• [About this task]:
Please decide whether each statement agrees with the MPS2021 summary below, answering yes or no and quoting the deciding words. 1. The symposium took place in person. 2. Newborn screening is technically feasible for most MPS disorders, Sanfilippo among them. 3. Professor Frits Wijburg is from Amsterdam University.

• [Passage for review]:
--- START ---
MPS2021, the 16th International Symposium on mucopolysaccharidoses and related disorders, was held virtually from 23 to 25 July.
It was a packed three days with presentations and posters covering all aspects of MPS research, from fundamental biomedical research through to clinical trials, as well as the clinical care, management and quality of life needs of individuals and families affected by MPS.
It was also fantastic to see several Australian and international researchers funded by Sanfilippo Children’s Foundation and our partners presenting some of their findings.
As more treatments become available for MPS disorders, and as the evidence mounts that very early treatment greatly improves outcomes, the need for newborn screening (NBS) for MPS disorders is increasing. Professor Frits Wijburg from Amsterdam University gave a comprehensive overview of the current status of newborn screening for MPS disorders. NBS is technically feasible for the majority of MPS including Sanfilippo, but requires additional screening steps to rule out false positives and techniques are still needed to distinguish between the severe and slowly progressing forms, which can impact care and treatment decisions.
Prof Wijburg discussed the benefits that can come from early diagnosis including removing the long diagnostic odyssey for families, but also called for international debate on the ethical issues surrounding the identification of patients for whom treatments are yet to be available.
--- END ---
Natural-language object grounding data:
--- START ---
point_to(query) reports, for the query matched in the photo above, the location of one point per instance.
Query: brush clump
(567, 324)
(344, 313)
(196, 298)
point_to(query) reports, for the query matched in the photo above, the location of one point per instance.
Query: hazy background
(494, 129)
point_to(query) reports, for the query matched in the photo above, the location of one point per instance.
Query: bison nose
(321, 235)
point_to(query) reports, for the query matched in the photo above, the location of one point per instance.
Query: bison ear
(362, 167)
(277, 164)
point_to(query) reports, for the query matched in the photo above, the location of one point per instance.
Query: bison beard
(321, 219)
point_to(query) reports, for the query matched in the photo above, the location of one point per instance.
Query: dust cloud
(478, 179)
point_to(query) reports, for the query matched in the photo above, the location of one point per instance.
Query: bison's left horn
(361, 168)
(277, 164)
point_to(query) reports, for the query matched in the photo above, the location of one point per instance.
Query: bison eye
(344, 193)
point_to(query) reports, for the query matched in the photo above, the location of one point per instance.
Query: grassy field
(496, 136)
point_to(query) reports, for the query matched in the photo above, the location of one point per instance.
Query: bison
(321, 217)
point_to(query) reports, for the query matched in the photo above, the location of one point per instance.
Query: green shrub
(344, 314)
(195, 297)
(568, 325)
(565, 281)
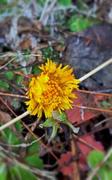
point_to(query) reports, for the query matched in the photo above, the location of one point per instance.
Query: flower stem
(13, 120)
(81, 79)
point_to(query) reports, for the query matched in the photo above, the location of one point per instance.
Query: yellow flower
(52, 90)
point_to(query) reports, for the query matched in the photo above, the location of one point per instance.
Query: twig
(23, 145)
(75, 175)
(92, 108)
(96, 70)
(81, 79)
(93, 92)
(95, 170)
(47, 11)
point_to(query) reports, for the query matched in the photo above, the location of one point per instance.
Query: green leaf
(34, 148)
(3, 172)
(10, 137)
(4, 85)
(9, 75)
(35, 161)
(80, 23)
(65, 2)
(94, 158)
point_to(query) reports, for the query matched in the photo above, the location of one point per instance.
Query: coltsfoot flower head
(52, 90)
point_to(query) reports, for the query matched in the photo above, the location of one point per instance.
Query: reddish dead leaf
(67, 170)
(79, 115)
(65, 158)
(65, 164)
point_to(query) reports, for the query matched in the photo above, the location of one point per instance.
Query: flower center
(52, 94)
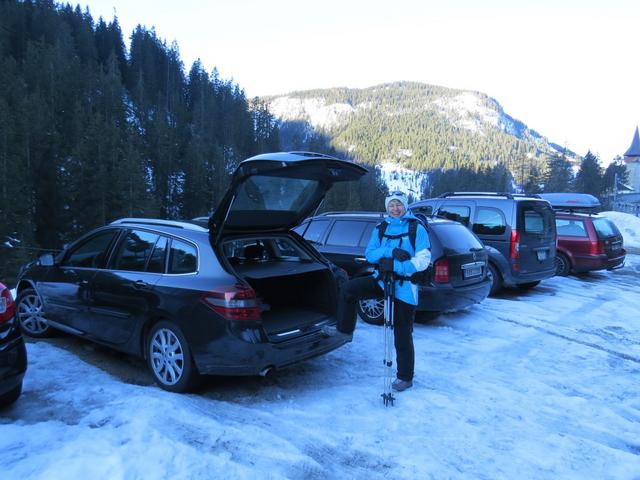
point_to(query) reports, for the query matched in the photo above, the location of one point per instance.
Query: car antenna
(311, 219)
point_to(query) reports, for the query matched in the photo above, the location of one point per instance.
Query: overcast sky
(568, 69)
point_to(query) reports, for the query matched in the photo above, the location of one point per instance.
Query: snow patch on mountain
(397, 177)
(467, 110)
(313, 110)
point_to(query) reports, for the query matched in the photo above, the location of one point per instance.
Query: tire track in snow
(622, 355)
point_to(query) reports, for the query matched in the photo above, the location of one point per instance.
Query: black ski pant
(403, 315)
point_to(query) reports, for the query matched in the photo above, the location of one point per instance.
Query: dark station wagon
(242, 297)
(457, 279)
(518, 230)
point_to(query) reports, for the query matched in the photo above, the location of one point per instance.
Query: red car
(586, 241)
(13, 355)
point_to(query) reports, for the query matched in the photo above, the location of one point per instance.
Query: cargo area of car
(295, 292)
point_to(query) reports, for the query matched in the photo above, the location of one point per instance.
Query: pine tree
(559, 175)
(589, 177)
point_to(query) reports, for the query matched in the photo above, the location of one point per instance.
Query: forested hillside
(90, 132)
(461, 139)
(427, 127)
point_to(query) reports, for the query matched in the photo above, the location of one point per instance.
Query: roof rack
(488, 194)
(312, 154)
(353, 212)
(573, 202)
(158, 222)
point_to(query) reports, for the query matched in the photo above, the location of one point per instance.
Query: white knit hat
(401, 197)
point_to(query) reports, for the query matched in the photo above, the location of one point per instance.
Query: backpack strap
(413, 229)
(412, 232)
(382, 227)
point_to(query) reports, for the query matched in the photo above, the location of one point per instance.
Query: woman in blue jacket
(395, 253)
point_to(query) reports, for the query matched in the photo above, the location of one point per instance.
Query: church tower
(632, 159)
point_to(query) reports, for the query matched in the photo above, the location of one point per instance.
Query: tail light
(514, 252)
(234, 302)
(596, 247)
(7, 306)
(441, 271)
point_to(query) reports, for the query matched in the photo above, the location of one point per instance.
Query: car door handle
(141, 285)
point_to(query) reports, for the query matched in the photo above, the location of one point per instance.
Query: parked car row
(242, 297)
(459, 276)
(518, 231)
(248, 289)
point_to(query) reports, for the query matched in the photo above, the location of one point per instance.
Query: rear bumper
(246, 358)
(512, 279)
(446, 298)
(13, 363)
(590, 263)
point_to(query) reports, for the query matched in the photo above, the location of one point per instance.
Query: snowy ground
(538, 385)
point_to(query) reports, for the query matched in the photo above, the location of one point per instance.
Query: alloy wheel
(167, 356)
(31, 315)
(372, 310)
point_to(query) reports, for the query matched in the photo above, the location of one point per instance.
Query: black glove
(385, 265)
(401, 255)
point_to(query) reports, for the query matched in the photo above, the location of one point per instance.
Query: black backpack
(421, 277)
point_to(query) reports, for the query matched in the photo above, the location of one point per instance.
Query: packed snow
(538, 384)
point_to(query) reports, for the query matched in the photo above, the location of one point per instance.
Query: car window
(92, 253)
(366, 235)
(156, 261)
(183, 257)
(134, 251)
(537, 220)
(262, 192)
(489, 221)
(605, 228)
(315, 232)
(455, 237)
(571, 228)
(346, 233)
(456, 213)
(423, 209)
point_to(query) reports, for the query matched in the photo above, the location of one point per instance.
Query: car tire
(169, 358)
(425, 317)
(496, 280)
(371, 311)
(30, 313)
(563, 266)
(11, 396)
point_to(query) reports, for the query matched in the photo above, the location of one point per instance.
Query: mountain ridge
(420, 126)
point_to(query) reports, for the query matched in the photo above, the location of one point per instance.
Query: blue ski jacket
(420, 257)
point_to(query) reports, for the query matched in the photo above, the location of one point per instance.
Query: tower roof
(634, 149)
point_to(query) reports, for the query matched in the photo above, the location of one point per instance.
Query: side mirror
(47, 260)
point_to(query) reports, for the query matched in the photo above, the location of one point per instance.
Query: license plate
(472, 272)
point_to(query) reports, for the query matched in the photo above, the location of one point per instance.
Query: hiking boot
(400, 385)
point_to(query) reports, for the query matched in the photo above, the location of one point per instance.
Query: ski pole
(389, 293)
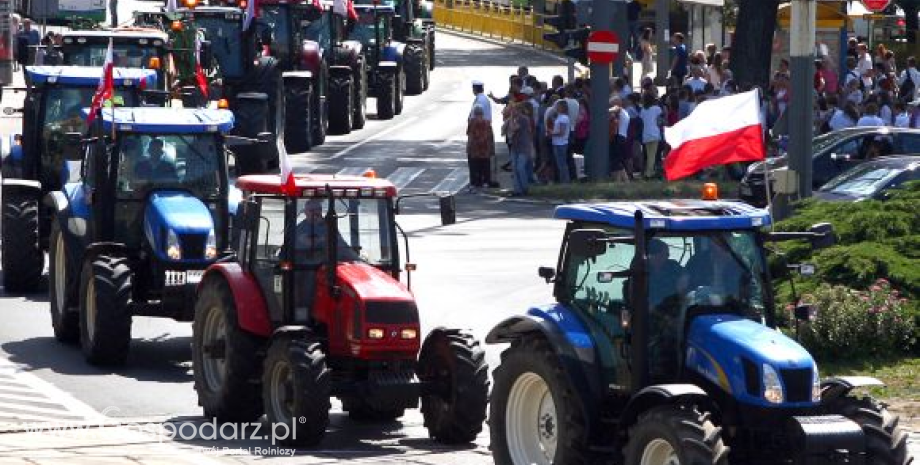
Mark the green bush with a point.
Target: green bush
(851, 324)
--- END ---
--- START ---
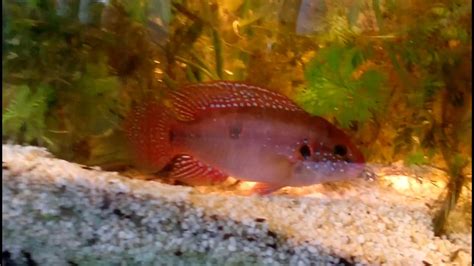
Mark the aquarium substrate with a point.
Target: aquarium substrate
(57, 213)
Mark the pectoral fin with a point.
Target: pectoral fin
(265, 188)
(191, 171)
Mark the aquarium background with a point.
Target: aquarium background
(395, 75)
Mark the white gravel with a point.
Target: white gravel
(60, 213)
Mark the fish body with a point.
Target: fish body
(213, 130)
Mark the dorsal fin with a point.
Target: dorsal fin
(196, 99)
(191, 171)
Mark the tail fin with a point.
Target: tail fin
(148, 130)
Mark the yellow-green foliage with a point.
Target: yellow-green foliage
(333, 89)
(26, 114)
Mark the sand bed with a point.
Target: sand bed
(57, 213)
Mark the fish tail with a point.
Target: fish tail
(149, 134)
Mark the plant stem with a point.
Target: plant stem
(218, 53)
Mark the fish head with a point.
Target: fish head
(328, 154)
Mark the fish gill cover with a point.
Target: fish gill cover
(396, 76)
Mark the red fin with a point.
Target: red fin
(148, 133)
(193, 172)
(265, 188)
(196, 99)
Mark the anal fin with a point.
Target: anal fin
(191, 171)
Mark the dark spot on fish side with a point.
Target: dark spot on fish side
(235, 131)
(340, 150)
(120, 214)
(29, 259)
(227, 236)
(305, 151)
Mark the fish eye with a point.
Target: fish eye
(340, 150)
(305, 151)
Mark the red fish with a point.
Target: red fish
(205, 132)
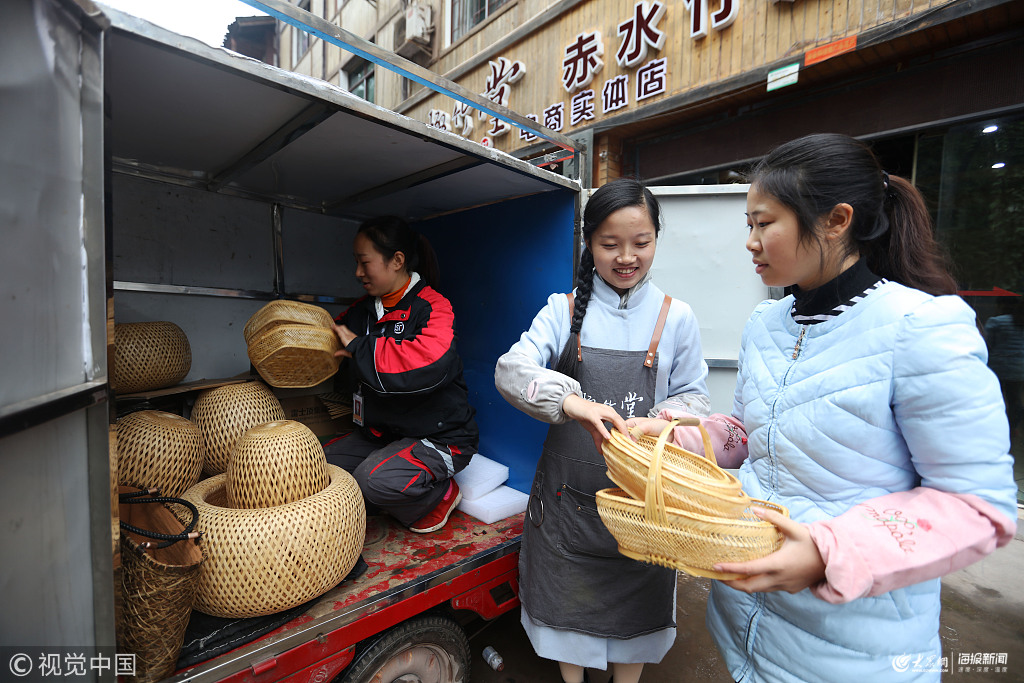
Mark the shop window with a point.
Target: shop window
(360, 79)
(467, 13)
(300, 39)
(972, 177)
--- END ---
• [Answer for this exercise]:
1. No: "was held virtually from 23 to 25 July."
2. Yes: "NBS is technically feasible for the majority of MPS including Sanfilippo"
3. Yes: "Professor Frits Wijburg from Amsterdam University"